> AIM OF THE EXERCISE: In your answer, copy every entry that follows exactly.
START DATA EXTRACTS
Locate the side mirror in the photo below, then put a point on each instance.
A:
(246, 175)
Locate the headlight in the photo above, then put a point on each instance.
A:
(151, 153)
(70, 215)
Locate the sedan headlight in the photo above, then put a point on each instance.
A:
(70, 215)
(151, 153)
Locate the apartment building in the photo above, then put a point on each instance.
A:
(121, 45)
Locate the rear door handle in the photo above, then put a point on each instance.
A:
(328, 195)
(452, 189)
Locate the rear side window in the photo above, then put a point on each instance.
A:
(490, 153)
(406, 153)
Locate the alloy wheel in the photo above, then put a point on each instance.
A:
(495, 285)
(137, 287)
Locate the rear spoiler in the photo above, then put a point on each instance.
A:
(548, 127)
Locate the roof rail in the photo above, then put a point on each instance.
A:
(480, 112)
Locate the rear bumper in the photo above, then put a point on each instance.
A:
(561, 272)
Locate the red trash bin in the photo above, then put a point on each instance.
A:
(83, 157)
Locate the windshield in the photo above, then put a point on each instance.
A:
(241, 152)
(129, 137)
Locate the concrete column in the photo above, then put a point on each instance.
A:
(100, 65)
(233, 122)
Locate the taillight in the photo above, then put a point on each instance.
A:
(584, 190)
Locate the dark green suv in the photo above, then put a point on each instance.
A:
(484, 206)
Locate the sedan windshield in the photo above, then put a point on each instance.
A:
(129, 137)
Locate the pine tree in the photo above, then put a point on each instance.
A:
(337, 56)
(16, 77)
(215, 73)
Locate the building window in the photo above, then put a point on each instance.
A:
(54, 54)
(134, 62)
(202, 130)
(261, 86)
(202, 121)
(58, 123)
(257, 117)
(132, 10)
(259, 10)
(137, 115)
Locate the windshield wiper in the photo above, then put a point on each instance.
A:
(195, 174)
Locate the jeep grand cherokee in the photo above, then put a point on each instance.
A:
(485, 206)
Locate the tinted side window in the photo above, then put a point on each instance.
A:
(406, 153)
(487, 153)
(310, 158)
END DATA EXTRACTS
> SOLUTION TO THE EXERCISE:
Locate the side mirror in the photo below, then put a point on each instance.
A:
(246, 175)
Locate the headlight in the photo above, then put a point on each instance.
A:
(151, 153)
(70, 215)
Locate the sedan headlight in the photo above, then put a point on each instance.
A:
(70, 215)
(151, 153)
Locate the apartment building in the photo above, then put a point on each instance.
A:
(121, 45)
Locate the rear door handle in the photo above, then put a point on each instance.
A:
(328, 195)
(452, 189)
Locate the rear side window in the photo above, then put a point on each instance.
A:
(490, 153)
(406, 153)
Locate the alloy wheel in the photo above, then put a point on each instance.
A:
(495, 285)
(137, 287)
Locate the rear spoiler in the photo above, then put a point on each instance.
A:
(548, 127)
Locate the roof rail in the photo above, then put a point on each instance.
A:
(480, 112)
Locate the rear bumper in the photo above, then put a point on each instance.
A:
(561, 272)
Locate the red trash bin in the photo above, then put a point on each instance.
A:
(83, 157)
Locate the windshield in the photo above, then put a point on each instance.
A:
(241, 152)
(129, 137)
Locate the concrete column in the photo above, then put a point on each instance.
A:
(100, 65)
(233, 122)
Locate the taillight in the photo above, then put a point on each instance.
A:
(584, 190)
Locate the dark green suv in the photo above, then put a point on each instance.
A:
(484, 206)
Locate the sedan windshield in the photo above, then put a point on each instance.
A:
(129, 137)
Locate the pine tree in the photo above, then put a point on each instance.
A:
(337, 56)
(16, 77)
(215, 73)
Locate the building window in the photo above, then put a point on each instance.
A:
(54, 54)
(134, 62)
(202, 130)
(261, 86)
(202, 121)
(58, 123)
(257, 117)
(132, 10)
(259, 10)
(137, 115)
Locate the windshield wiper in the photo above, then put a point on each instance.
A:
(195, 174)
Locate the jeep grand cherokee in the photo above, then put a point on each instance.
A:
(485, 206)
Locate the tinted side window in the photo above, then put a point on each instance.
A:
(406, 153)
(487, 153)
(310, 158)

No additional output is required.